- DIRECTIONS -
Copy out only the stretch of data below, starting at the line that contains "stone in this photo." and ending at the last line, with every request kept as is. Offset each coordinate in that stretch by adding 14 to both of its numbers.

- RECORDED DATA -
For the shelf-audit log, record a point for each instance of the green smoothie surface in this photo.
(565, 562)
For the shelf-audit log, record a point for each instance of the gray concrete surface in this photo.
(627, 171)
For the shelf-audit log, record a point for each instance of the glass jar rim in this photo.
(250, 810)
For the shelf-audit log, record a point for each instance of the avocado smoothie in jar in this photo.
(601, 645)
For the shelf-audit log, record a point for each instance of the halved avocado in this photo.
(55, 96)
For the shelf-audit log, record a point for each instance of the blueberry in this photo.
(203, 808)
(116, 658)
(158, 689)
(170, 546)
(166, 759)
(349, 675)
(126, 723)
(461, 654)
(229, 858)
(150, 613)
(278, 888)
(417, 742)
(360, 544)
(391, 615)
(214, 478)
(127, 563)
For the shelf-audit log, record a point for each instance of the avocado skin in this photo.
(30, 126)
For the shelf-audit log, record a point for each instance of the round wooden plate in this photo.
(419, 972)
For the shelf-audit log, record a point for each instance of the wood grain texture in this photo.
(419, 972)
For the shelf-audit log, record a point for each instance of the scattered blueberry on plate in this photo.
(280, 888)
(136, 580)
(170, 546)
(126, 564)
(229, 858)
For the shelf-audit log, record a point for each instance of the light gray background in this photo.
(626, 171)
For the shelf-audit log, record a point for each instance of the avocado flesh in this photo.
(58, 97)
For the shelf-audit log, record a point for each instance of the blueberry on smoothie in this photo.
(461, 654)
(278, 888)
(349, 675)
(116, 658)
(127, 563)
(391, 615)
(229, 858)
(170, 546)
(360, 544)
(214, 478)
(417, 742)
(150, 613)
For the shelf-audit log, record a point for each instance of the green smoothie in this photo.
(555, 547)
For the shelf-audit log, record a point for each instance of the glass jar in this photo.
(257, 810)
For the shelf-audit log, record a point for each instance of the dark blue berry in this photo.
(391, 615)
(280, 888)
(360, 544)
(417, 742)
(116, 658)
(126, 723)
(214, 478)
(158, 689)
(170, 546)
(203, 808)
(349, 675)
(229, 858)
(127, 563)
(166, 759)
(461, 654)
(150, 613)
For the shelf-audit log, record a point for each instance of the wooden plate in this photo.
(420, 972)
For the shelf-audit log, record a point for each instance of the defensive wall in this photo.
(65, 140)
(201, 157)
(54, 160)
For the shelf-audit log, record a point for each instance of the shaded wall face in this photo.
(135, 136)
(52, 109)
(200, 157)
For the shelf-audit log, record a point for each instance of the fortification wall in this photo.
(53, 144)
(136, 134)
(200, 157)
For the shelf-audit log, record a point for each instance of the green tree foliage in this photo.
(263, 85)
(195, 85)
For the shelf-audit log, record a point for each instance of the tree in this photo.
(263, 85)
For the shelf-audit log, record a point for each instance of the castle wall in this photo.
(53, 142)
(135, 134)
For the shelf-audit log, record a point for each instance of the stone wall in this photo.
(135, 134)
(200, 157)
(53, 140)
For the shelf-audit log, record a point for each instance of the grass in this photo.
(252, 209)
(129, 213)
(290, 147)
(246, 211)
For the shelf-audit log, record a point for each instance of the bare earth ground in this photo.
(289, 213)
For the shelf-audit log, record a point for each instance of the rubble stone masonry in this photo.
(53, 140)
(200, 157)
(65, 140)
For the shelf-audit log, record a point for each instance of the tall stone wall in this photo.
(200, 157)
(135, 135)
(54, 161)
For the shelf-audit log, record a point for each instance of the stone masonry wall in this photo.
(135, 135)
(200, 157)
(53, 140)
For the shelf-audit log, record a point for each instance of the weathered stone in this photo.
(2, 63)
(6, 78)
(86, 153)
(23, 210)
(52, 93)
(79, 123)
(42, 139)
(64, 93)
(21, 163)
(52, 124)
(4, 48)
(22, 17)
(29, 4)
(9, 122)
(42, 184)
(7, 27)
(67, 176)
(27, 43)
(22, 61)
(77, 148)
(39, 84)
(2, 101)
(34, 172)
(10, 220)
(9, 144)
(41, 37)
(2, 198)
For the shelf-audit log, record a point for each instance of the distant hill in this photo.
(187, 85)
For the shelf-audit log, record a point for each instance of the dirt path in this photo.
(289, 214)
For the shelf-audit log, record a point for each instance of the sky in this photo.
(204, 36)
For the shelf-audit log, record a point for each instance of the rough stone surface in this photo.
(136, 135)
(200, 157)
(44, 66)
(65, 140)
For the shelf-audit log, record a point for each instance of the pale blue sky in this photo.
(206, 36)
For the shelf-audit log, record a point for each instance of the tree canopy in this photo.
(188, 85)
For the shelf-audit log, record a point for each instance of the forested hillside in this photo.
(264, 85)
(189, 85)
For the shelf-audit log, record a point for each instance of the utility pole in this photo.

- EXERCISE ANSWER -
For the shelf-audit log, record a point for each instance of the weathered stone in this photo.
(16, 77)
(20, 92)
(100, 167)
(37, 224)
(66, 107)
(93, 137)
(56, 153)
(78, 107)
(35, 177)
(66, 138)
(18, 62)
(36, 31)
(43, 18)
(23, 136)
(56, 198)
(21, 41)
(81, 190)
(41, 57)
(36, 75)
(91, 162)
(53, 98)
(16, 115)
(48, 186)
(24, 234)
(23, 158)
(55, 51)
(16, 212)
For the shelf-audit log, record a point for each instance of the distant hill in this photo.
(201, 99)
For the shelf-audit log, record a point for each instance of the dirt path in this photo.
(303, 228)
For the shelf-audit log, record a point for each instance of the sky in this photo.
(218, 50)
For the shelf-audit log, record a point for each instance of the rough stone surface in this photo.
(150, 149)
(214, 171)
(58, 80)
(79, 154)
For the shelf-audit log, record a point for each instance of the pale blue sky in this photo.
(220, 50)
For the shelf-audit log, record a point for each instance of the tree canopy in this photo.
(202, 99)
For the shelf-audit log, record a point for each instance of the forested hillside in this photo.
(278, 99)
(203, 99)
For the shelf-audit log, record a point for each instance of the utility pole in this photo.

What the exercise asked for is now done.